WORK INSTRUCTION —
Copy out the data that follows exactly, leaving out no line.

RECORDS FOR THIS TASK —
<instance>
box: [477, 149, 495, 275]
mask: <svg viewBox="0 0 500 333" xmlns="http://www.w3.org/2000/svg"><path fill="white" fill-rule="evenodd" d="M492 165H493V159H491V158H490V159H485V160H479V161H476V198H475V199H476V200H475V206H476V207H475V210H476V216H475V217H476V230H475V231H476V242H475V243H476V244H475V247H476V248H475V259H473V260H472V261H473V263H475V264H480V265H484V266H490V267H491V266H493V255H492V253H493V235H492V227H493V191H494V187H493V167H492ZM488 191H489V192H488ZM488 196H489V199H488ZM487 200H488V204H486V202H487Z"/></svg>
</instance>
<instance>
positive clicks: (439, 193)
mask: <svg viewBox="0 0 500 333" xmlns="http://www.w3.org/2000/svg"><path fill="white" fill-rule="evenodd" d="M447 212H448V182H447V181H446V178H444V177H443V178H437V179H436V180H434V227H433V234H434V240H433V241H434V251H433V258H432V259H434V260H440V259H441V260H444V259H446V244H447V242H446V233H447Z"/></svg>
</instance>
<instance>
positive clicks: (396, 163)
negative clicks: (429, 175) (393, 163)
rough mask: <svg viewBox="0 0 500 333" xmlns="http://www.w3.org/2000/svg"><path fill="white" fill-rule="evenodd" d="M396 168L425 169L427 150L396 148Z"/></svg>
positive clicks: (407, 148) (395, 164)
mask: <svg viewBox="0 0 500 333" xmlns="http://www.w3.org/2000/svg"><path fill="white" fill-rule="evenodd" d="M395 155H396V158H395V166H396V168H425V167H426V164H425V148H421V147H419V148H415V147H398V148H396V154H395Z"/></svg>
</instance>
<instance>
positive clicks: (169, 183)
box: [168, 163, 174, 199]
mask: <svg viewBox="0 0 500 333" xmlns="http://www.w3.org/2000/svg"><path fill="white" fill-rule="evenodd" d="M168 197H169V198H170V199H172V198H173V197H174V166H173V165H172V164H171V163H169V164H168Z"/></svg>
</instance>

OUTPUT OF THE TASK —
<instance>
box: [477, 149, 495, 275]
mask: <svg viewBox="0 0 500 333" xmlns="http://www.w3.org/2000/svg"><path fill="white" fill-rule="evenodd" d="M492 165H493V159H491V158H490V159H485V160H479V161H476V198H475V199H476V200H475V206H476V207H475V210H476V216H475V217H476V230H475V231H476V242H475V243H476V244H475V247H476V248H475V259H473V260H472V261H473V263H475V264H480V265H484V266H490V267H491V266H493V255H492V253H493V235H492V227H493V191H494V187H493V167H492ZM488 191H489V192H488ZM488 196H489V199H488ZM487 200H488V204H486V202H487Z"/></svg>
</instance>
<instance>
positive clicks: (439, 193)
mask: <svg viewBox="0 0 500 333" xmlns="http://www.w3.org/2000/svg"><path fill="white" fill-rule="evenodd" d="M447 212H448V182H447V181H446V178H444V177H443V178H437V179H436V180H434V227H433V234H434V240H433V241H434V251H433V258H432V259H434V260H440V259H441V260H444V259H446V244H447V242H446V233H447Z"/></svg>
</instance>
<instance>
positive clicks: (396, 163)
negative clicks: (429, 175) (393, 163)
rough mask: <svg viewBox="0 0 500 333" xmlns="http://www.w3.org/2000/svg"><path fill="white" fill-rule="evenodd" d="M396 168L425 169L427 150L396 148Z"/></svg>
positive clicks: (407, 148) (395, 164)
mask: <svg viewBox="0 0 500 333" xmlns="http://www.w3.org/2000/svg"><path fill="white" fill-rule="evenodd" d="M395 155H396V158H395V166H396V168H425V167H426V164H425V148H421V147H419V148H415V147H398V148H396V154H395Z"/></svg>
</instance>
<instance>
positive clicks: (169, 183)
box: [168, 163, 174, 199]
mask: <svg viewBox="0 0 500 333" xmlns="http://www.w3.org/2000/svg"><path fill="white" fill-rule="evenodd" d="M168 197H169V198H170V199H172V198H173V197H174V166H173V165H172V164H171V163H169V164H168Z"/></svg>
</instance>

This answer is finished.